Exercise prompt: Pick out every line of the material below that contains the string "lanyard", and copy each one. Case counts.

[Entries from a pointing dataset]

----------

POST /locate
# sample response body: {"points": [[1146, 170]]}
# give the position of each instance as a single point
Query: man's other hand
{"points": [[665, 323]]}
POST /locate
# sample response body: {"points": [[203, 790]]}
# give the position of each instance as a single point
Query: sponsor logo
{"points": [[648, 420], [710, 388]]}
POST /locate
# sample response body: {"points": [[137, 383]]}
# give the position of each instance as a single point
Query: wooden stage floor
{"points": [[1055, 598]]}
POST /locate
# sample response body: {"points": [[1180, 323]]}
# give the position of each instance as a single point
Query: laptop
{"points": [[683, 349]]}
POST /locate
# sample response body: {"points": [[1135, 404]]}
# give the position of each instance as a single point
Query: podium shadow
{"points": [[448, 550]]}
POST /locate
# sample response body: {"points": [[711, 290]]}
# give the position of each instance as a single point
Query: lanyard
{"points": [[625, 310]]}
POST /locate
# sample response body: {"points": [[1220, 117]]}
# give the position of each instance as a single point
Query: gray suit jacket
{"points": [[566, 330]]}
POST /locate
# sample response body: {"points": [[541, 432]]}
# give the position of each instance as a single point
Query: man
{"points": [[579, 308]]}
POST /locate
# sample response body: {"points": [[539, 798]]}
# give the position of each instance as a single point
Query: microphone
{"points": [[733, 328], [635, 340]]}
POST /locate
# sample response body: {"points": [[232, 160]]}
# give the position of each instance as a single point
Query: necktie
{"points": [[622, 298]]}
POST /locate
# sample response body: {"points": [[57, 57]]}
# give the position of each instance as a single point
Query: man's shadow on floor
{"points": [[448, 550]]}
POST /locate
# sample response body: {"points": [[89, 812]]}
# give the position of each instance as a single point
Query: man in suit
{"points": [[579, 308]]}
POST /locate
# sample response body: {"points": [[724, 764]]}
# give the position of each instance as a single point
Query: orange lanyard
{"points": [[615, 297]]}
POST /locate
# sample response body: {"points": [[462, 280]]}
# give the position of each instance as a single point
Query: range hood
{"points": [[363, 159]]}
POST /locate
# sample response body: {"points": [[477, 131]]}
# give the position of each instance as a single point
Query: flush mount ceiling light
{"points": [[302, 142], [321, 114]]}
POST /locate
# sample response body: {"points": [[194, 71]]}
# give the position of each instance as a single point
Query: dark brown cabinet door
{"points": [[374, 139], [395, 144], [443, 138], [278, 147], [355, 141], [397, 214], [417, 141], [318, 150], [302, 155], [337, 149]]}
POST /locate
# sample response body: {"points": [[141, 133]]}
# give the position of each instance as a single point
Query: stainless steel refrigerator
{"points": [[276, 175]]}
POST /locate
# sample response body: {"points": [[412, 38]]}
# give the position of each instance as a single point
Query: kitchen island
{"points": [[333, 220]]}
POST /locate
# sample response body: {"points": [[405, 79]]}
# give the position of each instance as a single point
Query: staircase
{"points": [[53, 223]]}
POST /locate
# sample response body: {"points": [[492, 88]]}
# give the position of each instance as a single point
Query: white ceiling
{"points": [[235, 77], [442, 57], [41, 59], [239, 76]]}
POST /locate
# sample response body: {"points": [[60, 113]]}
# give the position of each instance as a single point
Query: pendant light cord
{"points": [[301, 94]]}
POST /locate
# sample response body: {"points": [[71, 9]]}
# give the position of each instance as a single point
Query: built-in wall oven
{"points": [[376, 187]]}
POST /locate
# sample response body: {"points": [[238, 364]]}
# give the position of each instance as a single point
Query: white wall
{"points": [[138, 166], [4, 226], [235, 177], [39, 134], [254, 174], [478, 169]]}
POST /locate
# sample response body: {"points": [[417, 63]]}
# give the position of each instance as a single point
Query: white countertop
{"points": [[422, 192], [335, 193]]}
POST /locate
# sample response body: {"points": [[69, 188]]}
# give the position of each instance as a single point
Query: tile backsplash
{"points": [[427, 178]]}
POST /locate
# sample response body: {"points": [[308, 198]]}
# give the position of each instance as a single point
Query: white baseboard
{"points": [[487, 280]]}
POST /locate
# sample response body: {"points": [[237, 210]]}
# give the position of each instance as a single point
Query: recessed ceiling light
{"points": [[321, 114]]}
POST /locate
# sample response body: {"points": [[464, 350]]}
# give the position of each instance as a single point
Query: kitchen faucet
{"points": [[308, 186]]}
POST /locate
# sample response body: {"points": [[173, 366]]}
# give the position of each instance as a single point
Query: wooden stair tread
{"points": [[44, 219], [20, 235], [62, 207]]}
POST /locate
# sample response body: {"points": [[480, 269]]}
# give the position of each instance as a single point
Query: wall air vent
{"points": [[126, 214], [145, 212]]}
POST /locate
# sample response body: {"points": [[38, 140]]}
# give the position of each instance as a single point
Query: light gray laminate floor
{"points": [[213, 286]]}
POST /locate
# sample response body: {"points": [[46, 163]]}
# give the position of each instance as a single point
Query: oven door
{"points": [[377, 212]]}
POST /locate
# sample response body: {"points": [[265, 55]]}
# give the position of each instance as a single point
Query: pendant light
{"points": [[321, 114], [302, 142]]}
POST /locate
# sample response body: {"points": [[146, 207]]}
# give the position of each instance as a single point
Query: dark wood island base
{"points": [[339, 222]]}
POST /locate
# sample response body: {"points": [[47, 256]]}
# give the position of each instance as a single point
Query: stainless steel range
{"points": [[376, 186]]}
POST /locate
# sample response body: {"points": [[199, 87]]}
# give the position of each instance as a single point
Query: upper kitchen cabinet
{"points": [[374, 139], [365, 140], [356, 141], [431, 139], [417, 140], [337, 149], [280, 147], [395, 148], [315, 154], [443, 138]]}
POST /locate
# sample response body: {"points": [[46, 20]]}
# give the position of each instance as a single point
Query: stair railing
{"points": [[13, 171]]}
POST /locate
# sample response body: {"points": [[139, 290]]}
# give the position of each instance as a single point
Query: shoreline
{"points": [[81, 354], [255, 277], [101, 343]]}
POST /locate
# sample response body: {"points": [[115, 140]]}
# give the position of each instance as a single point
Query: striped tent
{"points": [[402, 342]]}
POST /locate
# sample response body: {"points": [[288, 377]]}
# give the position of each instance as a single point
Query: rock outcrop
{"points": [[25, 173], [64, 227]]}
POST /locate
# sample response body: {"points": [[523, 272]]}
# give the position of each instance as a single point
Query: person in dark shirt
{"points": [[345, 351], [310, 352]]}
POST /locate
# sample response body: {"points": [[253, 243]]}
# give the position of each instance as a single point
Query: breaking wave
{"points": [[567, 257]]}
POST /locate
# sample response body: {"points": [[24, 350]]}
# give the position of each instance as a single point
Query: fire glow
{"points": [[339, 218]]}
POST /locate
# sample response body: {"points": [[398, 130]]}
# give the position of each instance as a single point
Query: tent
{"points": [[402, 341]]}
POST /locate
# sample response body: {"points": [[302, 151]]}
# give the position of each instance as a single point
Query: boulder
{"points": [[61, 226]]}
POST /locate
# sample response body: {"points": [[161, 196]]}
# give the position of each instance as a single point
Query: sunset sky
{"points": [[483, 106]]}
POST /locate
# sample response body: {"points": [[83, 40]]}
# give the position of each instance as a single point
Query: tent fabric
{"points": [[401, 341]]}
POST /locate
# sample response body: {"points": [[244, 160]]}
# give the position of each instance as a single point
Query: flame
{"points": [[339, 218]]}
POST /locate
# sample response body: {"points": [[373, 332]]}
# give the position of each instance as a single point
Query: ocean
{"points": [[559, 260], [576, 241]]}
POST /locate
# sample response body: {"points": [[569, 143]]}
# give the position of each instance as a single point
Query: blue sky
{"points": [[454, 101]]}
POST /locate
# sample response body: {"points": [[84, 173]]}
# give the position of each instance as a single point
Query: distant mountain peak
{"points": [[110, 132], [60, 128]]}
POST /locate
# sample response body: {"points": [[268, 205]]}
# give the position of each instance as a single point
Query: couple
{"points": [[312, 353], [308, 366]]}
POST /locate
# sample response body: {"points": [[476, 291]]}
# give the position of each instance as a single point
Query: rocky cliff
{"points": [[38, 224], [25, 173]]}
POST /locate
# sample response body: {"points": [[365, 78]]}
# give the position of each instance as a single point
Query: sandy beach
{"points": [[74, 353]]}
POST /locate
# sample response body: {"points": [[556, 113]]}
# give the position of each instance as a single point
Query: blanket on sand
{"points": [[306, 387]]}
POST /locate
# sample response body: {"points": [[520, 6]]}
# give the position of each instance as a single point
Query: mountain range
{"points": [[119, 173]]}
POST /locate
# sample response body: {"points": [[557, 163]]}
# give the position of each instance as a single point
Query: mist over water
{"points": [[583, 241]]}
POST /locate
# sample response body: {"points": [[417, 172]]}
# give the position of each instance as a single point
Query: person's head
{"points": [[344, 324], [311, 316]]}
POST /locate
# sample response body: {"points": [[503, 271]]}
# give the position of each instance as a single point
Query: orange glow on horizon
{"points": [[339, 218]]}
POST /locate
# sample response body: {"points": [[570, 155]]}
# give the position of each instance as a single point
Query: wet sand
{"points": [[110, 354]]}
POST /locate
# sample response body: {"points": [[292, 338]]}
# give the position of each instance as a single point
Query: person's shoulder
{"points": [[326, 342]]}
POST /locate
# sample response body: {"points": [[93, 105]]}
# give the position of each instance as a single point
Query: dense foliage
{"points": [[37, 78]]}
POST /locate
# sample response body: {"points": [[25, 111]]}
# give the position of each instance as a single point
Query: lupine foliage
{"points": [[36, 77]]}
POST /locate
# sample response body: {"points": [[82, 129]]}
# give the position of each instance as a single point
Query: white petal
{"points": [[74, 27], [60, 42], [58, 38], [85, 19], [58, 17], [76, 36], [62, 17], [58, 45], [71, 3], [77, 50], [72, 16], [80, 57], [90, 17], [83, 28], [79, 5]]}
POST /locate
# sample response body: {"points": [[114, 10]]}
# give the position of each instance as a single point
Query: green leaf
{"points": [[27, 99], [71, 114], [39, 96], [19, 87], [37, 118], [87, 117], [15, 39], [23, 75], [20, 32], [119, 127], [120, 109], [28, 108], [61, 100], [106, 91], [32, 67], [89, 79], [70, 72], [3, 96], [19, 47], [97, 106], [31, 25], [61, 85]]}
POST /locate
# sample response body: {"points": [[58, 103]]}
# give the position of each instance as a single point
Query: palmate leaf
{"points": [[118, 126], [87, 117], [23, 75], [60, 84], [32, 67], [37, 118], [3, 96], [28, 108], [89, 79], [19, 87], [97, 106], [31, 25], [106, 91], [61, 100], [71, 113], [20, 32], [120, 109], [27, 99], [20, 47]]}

----------

Answer below:
Query: lanyard
Query: orange lanyard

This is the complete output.